Give the stretch of the material below from the line containing "Could you find the caudal" through the line containing "0;0;600;400" as a JSON list of strings, one per line, with blank lines left out. Include only those lines.
[START DATA]
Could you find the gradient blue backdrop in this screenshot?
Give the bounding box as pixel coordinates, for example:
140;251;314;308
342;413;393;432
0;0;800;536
[END DATA]
[START DATA]
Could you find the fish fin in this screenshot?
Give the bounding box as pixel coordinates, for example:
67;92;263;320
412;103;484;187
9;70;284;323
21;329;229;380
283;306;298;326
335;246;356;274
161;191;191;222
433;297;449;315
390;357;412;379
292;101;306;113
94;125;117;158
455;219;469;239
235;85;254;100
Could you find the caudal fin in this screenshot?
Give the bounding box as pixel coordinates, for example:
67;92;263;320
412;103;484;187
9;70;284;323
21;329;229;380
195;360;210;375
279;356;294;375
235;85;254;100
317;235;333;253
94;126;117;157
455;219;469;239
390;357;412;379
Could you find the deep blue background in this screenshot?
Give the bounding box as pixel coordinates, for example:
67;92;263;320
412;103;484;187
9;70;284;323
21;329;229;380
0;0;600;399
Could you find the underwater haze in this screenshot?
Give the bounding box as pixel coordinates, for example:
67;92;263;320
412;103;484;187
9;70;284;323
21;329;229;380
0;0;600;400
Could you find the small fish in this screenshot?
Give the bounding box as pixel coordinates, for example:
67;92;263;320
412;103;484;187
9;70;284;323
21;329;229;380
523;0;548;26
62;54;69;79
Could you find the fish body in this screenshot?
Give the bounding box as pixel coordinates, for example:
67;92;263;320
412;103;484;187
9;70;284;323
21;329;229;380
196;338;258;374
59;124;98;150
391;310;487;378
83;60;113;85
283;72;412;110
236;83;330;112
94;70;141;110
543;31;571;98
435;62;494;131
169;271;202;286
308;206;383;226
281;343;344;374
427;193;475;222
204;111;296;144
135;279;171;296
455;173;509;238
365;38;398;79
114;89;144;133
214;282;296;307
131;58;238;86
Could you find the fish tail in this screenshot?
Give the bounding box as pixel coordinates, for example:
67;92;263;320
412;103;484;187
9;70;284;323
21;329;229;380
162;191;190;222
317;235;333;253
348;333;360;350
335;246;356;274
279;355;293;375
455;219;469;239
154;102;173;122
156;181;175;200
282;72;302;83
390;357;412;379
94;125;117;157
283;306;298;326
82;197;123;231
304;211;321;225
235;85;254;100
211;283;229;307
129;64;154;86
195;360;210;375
[END DATA]
## ANSWER TO THE PROBLEM
[
  "Could you find the caudal fin in this screenshot?",
  "Give the bounding box as pixel coordinates, for example:",
  "67;92;263;320",
  "412;103;484;187",
  "9;70;284;323",
  "21;329;229;380",
  "195;360;210;375",
  "279;356;294;375",
  "235;85;254;100",
  "317;235;333;253",
  "94;126;117;157",
  "455;219;469;239",
  "390;357;412;379",
  "Could you find the deep blue background in this screenshot?",
  "Give the bounding box as pixel coordinates, for example:",
  "67;92;263;320",
  "412;103;484;187",
  "9;70;284;323",
  "21;329;229;380",
  "0;0;600;399",
  "Could you find the underwater haze in this screenshot?",
  "Give the bounding box as pixel coordinates, for example:",
  "67;92;263;320",
  "412;103;484;187",
  "9;70;284;323",
  "21;329;229;380",
  "0;0;600;400"
]